__AIM OF THE EXERCISE__
Quote the text on the great rhombihexahedron word for word, from "It shares the" up to and including "and 48 edges.".

In geometry, the great rhombihexahedron (or great rhombicube) is a nonconvex uniform polyhedron, indexed as U21. It has 18 faces (12 squares and 6 octagrams), 48 edges, and 24 vertices. Its dual is the great rhombihexacron.  Its vertex figure is a crossed quadrilateral.

Orthogonal projections

Gallery

Related polyhedra 

It shares the vertex arrangement with the convex truncated cube. It additionally shares its edge arrangement with the nonconvex great rhombicuboctahedron (having 12 square faces in common), and with the great cubicuboctahedron (having the octagrammic faces in common).

It may be constructed as the exclusive or (blend) of three octagrammic prisms. Similarly, the small rhombihexahedron may be constructed as the exclusive or of three octagonal prisms.

Great rhombihexacron 

The great rhombihexacron is a nonconvex isohedral polyhedron. It is the dual of the uniform great rhombihexahedron (U21). It has 24 identical bow-tie-shaped faces, 18 vertices, and 48 edges.

__RECORDS SHOWN__
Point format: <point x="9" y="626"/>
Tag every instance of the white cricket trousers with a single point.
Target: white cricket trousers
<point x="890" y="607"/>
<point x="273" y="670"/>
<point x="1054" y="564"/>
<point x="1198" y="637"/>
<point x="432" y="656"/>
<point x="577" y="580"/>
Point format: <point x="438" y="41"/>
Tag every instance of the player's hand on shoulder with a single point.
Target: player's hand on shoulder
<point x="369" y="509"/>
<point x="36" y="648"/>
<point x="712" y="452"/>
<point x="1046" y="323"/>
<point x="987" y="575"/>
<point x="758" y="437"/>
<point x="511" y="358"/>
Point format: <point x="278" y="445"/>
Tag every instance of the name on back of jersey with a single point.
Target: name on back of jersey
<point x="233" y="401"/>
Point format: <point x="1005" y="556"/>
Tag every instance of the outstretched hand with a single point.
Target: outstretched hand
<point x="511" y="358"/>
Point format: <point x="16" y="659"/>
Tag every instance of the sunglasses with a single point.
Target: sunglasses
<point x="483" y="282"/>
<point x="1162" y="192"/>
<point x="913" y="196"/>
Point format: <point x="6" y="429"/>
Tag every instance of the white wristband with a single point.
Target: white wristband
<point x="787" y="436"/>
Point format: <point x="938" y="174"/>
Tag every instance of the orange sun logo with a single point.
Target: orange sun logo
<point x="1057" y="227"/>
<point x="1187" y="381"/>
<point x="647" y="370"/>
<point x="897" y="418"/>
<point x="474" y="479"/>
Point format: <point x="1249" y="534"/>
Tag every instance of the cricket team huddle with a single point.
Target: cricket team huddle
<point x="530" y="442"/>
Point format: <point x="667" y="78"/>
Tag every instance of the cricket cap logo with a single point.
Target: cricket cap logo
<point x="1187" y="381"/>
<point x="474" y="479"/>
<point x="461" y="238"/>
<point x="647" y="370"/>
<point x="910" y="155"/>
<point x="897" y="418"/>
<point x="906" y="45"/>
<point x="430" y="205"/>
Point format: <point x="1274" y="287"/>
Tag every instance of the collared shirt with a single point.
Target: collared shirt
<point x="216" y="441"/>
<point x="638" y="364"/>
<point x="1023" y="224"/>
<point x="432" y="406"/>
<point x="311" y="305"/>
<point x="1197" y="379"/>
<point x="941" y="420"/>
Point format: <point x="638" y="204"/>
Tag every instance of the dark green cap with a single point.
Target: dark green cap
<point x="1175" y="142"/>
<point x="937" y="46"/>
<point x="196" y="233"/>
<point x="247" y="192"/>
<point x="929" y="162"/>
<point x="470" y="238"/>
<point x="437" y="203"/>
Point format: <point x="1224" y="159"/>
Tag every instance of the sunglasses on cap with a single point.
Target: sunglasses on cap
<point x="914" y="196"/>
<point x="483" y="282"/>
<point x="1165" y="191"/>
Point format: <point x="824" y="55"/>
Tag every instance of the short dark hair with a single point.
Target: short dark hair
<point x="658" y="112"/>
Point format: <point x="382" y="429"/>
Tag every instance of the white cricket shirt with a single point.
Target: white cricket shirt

__TASK OUTPUT__
It shares the vertex arrangement with the convex truncated cube. It additionally shares its edge arrangement with the nonconvex great rhombicuboctahedron (having 12 square faces in common), and with the great cubicuboctahedron (having the octagrammic faces in common).

It may be constructed as the exclusive or (blend) of three octagrammic prisms. Similarly, the small rhombihexahedron may be constructed as the exclusive or of three octagonal prisms.

Great rhombihexacron 

The great rhombihexacron is a nonconvex isohedral polyhedron. It is the dual of the uniform great rhombihexahedron (U21). It has 24 identical bow-tie-shaped faces, 18 vertices, and 48 edges.